» **WHAT YOU ARE ASKED TO DO**:
A faithful copy of all the data is required; pictures should not be included.
Segment Start: ENTRIES PROVIDED
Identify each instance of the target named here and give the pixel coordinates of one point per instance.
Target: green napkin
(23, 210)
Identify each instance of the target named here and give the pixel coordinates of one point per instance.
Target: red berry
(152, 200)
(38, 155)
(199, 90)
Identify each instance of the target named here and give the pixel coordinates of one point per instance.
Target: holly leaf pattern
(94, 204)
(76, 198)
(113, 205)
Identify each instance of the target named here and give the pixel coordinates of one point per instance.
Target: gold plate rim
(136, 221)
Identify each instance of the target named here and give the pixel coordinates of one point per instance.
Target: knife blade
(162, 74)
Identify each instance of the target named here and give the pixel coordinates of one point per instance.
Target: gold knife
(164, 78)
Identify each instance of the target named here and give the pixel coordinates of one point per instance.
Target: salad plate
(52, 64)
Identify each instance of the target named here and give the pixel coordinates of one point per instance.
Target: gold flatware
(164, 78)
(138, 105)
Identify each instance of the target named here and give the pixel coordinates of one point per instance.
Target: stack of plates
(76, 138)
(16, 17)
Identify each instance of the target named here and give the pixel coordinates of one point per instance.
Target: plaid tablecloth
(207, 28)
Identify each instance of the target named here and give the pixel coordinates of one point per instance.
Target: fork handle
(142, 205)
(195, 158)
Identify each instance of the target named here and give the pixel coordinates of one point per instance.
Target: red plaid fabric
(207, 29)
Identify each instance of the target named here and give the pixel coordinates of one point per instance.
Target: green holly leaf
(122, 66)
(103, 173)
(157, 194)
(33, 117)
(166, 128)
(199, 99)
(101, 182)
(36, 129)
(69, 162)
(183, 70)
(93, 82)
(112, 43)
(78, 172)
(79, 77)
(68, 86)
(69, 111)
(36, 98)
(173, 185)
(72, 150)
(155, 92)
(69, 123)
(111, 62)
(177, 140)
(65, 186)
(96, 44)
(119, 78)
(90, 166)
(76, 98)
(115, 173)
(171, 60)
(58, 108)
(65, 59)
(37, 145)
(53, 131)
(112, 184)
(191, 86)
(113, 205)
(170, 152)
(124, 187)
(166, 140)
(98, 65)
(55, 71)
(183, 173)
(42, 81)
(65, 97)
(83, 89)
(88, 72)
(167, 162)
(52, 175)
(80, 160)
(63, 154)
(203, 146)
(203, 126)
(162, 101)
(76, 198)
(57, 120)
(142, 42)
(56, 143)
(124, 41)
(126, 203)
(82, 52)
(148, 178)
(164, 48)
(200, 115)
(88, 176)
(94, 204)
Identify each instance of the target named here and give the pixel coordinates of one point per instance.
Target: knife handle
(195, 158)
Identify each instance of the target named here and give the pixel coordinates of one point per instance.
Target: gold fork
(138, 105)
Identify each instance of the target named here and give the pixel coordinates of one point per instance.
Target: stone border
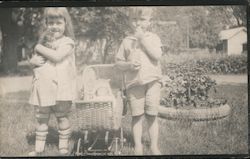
(196, 114)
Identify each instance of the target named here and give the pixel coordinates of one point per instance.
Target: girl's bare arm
(54, 55)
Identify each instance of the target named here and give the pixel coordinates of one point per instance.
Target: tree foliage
(99, 30)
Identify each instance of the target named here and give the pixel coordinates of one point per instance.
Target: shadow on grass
(100, 136)
(52, 137)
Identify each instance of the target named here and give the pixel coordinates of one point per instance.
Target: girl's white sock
(40, 141)
(64, 141)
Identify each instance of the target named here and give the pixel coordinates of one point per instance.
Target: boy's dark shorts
(61, 109)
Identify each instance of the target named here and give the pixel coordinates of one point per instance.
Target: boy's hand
(139, 33)
(37, 60)
(135, 65)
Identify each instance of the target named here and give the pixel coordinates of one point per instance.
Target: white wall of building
(235, 43)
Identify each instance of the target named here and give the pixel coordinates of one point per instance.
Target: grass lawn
(225, 136)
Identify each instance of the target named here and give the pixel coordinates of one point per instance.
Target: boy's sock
(64, 141)
(40, 141)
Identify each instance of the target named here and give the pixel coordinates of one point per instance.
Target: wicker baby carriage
(98, 111)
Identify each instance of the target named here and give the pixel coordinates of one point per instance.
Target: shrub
(187, 87)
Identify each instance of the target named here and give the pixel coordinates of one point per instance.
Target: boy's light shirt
(150, 69)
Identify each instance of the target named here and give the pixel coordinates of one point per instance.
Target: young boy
(138, 57)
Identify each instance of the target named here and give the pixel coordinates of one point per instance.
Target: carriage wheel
(85, 137)
(122, 139)
(78, 148)
(106, 137)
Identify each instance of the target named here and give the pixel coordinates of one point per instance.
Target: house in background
(233, 41)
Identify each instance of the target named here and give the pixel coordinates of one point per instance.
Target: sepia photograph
(123, 80)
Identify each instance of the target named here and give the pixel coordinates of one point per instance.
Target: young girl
(138, 57)
(54, 88)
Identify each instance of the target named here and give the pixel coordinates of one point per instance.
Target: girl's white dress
(55, 82)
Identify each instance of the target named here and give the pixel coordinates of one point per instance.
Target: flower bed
(186, 95)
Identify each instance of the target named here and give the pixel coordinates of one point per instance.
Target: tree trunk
(10, 39)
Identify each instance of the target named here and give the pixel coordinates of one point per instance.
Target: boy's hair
(136, 12)
(60, 12)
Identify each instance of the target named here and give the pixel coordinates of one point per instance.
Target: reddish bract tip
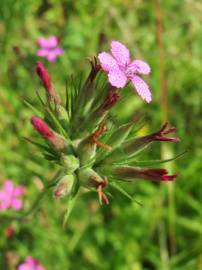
Segment End: ENTRIES PROVIDED
» **TASK ANSWER**:
Identify each instance of the target named here and give the pixel coordinates of one point per instance.
Target: green napkin
(23, 210)
Identify each instance of the target named here and give the pixel coordinates of one point per instance.
Target: red berry
(152, 200)
(38, 155)
(199, 90)
Identify each instance of the target named here and give the pixel coordinates of one point per instance.
Target: holly leaf pattern
(94, 204)
(76, 198)
(113, 205)
Identify each instance of the target named here and give the pixel coordinates of one point per instance.
Target: gold plate rim
(136, 221)
Identify each instance of the target named here and give the pixel coordinates of one point per instance.
Target: knife blade
(162, 74)
Identify each instance of the target named here and give the pixel coordinates of one point per instance.
Target: gold knife
(164, 78)
Identify each instance of the target named here and give the pixel coordinates of one point per instance.
Target: salad plate
(52, 64)
Identify each instance of the target named here and give the pixel coordinates of one point per instance.
Target: gold flatware
(164, 78)
(138, 105)
Identify each instance of the target named here and give the pixel coordinates of one point per instance.
Target: stack of plates
(76, 138)
(16, 17)
Identify each instance of the target named here and give the pixel coordinates of one point per instance.
Target: plaid tablecloth
(207, 28)
Identify each instance of the target named here and give the pixel coordinates of one point per instance.
Target: fork handle
(142, 205)
(195, 158)
Identify each instance of the target named here and give the pixel coordinates of one point per instance.
Target: red plaid fabric
(207, 29)
Identify each instance of the target named here and give the pixel coordinates of one point per instance.
Target: green holly leaf
(122, 66)
(103, 173)
(157, 194)
(33, 117)
(166, 128)
(199, 99)
(101, 182)
(36, 129)
(69, 162)
(183, 70)
(93, 82)
(112, 43)
(78, 172)
(79, 77)
(68, 86)
(69, 111)
(36, 98)
(173, 185)
(72, 150)
(155, 92)
(69, 123)
(111, 62)
(177, 140)
(65, 186)
(96, 44)
(119, 78)
(90, 166)
(76, 98)
(115, 173)
(171, 60)
(58, 108)
(65, 59)
(37, 145)
(53, 131)
(112, 184)
(191, 86)
(113, 205)
(170, 152)
(124, 187)
(166, 140)
(98, 65)
(55, 71)
(183, 173)
(42, 81)
(65, 97)
(83, 89)
(88, 72)
(167, 162)
(52, 175)
(80, 160)
(63, 154)
(203, 146)
(203, 126)
(162, 101)
(76, 198)
(57, 120)
(142, 42)
(56, 143)
(124, 41)
(126, 203)
(82, 52)
(148, 178)
(164, 48)
(200, 115)
(88, 176)
(94, 204)
Identify each instance of the target named here and give the pixel coordinates of one point per instance.
Target: knife handle
(195, 158)
Identify each instance of the target named here and give the pixel coordinates of one point per instance.
Target: gold fork
(138, 105)
Identify each instance of the target named here and give the pixel coordinates of one point per instance.
Target: stone border
(196, 114)
Identify each instance of the target named here and give the pixel coordinates of one point per instance.
Target: girl's bare arm
(54, 55)
Identify each instance of the target named here and give the pixel coordinates of one point per instance.
Target: tree foliage
(99, 30)
Identify each instance of the target named here and give the pixel coordinates of one point per instance.
Target: shadow on grass
(100, 136)
(52, 137)
Identify each instance of the target named here and give the pixel coordinates of one point per instance.
Target: girl's white sock
(40, 141)
(64, 141)
Identify each instance of the target named here and give the pixel coordinates of one point per instance.
Target: boy's dark shorts
(61, 109)
Identify each instance of the target named here and give the pixel coordinates of one point per instance.
Target: boy's hand
(139, 33)
(37, 60)
(135, 65)
Identify each instance of the target named here and give the pixel coordinates of one point per instance.
Target: white wall of building
(235, 43)
Identify each instance of the target named here and give the pixel coordinates of one point per instance.
Target: grass lawn
(225, 136)
Identify each instance of the target named here and give the pixel coordinates of one point per instance.
Target: boy's sock
(64, 141)
(40, 141)
Identify each instance of the target named here and give the pixel coordinates of one point per instance.
Target: wicker baby carriage
(98, 111)
Identify each instance of the target named here and give the pixel coordinates of one point per instance.
Target: shrub
(187, 87)
Identify each instance of the target named here and give the pixel coordinates of one point per instance.
Target: boy's light shirt
(150, 69)
Identify each instance of the target named here and give the pixel coordinates of one point per instance.
Target: young boy
(138, 57)
Identify each instance of the target named here and give the pixel coordinates of one point per instance.
Target: carriage wheel
(85, 137)
(122, 139)
(78, 148)
(106, 137)
Identify each instance of the target named here and give the pixel coordinates of one point per instance.
Target: house in background
(233, 41)
Identify each instance of the target named here and give the pixel coordinates of one point per instance.
Target: sepia photograph
(123, 80)
Identify each instance of the target named here and give the pixel coordinates of one point per instance.
Target: young girl
(138, 57)
(54, 88)
Identify each instance of the target named here and give the pixel coordinates of one point per instance.
Target: girl's white dress
(55, 82)
Identify each instance of the target named here and give the pixel coordinates of one point per instance.
Target: flower bed
(186, 95)
Identify each instance of the target named here and give the pixel coordinates of one point per instance.
Target: tree trunk
(10, 39)
Identify each instance of the target named here and give the pixel coordinates of one point per instance.
Target: boy's hair
(136, 12)
(60, 12)
Identify each instance of the target named here and give the pixel coordinates of one point per instance.
Target: reddish bract tip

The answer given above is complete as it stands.